## Start Given data
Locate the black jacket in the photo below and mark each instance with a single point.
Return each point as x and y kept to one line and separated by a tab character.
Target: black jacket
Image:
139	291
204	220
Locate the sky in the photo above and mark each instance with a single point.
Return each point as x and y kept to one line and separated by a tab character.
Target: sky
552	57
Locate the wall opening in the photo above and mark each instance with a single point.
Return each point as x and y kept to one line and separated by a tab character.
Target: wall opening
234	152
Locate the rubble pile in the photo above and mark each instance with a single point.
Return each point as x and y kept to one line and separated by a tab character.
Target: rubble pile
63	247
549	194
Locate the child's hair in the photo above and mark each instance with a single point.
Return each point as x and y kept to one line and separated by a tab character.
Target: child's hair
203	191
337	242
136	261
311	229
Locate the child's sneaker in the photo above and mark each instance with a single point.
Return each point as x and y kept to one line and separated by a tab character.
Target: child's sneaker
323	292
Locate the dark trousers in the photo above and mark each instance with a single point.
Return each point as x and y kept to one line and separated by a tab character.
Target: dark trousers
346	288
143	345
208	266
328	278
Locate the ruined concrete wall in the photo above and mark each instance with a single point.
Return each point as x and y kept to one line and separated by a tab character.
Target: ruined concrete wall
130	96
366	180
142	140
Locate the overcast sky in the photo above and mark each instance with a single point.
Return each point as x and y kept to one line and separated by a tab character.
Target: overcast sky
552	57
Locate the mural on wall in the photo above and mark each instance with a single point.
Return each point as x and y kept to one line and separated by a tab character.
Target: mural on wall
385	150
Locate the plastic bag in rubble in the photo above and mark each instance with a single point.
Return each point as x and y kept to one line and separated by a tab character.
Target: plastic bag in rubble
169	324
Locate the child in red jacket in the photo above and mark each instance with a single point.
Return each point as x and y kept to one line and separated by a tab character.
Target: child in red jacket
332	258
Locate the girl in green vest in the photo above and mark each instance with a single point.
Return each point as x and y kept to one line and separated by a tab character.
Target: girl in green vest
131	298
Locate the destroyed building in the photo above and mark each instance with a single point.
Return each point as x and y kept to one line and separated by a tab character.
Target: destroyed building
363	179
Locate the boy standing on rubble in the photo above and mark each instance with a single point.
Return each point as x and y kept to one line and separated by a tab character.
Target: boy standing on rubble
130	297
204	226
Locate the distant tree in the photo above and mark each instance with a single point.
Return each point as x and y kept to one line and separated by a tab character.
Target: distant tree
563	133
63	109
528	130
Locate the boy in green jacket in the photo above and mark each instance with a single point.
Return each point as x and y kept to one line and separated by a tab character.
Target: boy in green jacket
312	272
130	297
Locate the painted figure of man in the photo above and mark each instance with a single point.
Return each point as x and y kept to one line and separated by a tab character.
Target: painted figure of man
## End Given data
### What you should do:
Please repeat the listing above word for word, line by line, without changing anything.

### Problem solution:
Locate the black jacket in the photo below and mark each instance with a single point.
Return each point as x and y kept to one line and separated by a tab character.
Target: black jacket
Image:
139	291
204	220
Locate the sky in the photo above and mark each instance with a single point.
Return each point as x and y kept to one line and separated by a tab character.
Target: sky
552	57
Locate the wall opening in the photo above and mark each instance with a single point.
Return each point as x and y kept to one line and separated by a tab character.
Target: wall opening
234	152
Locate the rubble pile in the photo above and mark each instance with a single point.
Return each point as x and y kept to one line and separated by a tab character.
Target: rubble pile
63	247
549	194
Locate the child's hair in the photo above and mark each instance with a single point.
Return each point as x and y kept to one line and separated by a tab character.
Target: child's hair
203	191
337	242
136	261
311	229
Locate the child's sneaker in the photo above and mark each instance with a single point.
Return each point as x and y kept to one line and separated by a tab character.
Target: child's sneaker
323	292
Locate the dark trousers in the photo above and mark each instance with a single point.
Return each point as x and y kept to one line and separated by a tab character.
Target: dark trousers
346	288
143	345
208	266
328	278
Locate the ruined concrete wall in the photo above and mark each instance with a single point.
Return each point as x and y kept to one line and separated by a tab character.
Target: ruined concrete wall
130	96
366	180
142	140
Locate the overcast sky in the photo above and mark each instance with a single point.
Return each point as x and y kept to one line and separated by a tab character.
Target: overcast sky
552	57
Locate the mural on wall in the photo above and mark each instance with a single point.
Return each point as x and y kept to one line and separated by a tab character.
Target: mural on wall
385	150
Locate the plastic bag in rubble in the photo above and mark each instance with a single point.
Return each point as x and y kept to one line and separated by a tab character.
Target: plastic bag in rubble
169	324
Locate the child in red jacket in the photo above and mark each instance with a single point.
Return each point as x and y kept to one line and separated by a tab character.
Target: child in red jacket
332	258
Locate the girl in green vest in the photo above and mark each instance with a single point.
Return each point as x and y kept to one line and separated by a tab character.
Target: girl in green vest
131	298
Locate the destroyed building in the photo above and mark each instance with a single point.
Return each point as x and y kept to one line and separated by a tab character.
Target: destroyed building
363	179
Locate the boy standing on rubble in the photo above and mark each instance with a single point.
Return each point as x and y kept to one line and separated by a tab character.
Target: boy standing on rubble
130	297
204	226
Locate the distant tree in the photo above and mark each instance with a single point.
Return each point as x and y kept to one line and separated by a tab character.
Target: distant tree
563	133
63	109
528	130
Locate the boy in green jacket in the photo above and mark each instance with a single point.
Return each point as x and y kept to one line and separated by a tab character.
Target: boy in green jacket
312	272
130	297
Locate the painted figure of man in the photo above and mark each instance with a single point.
Return each point as x and y kept to one line and separated by a tab character.
Target: painted figure of man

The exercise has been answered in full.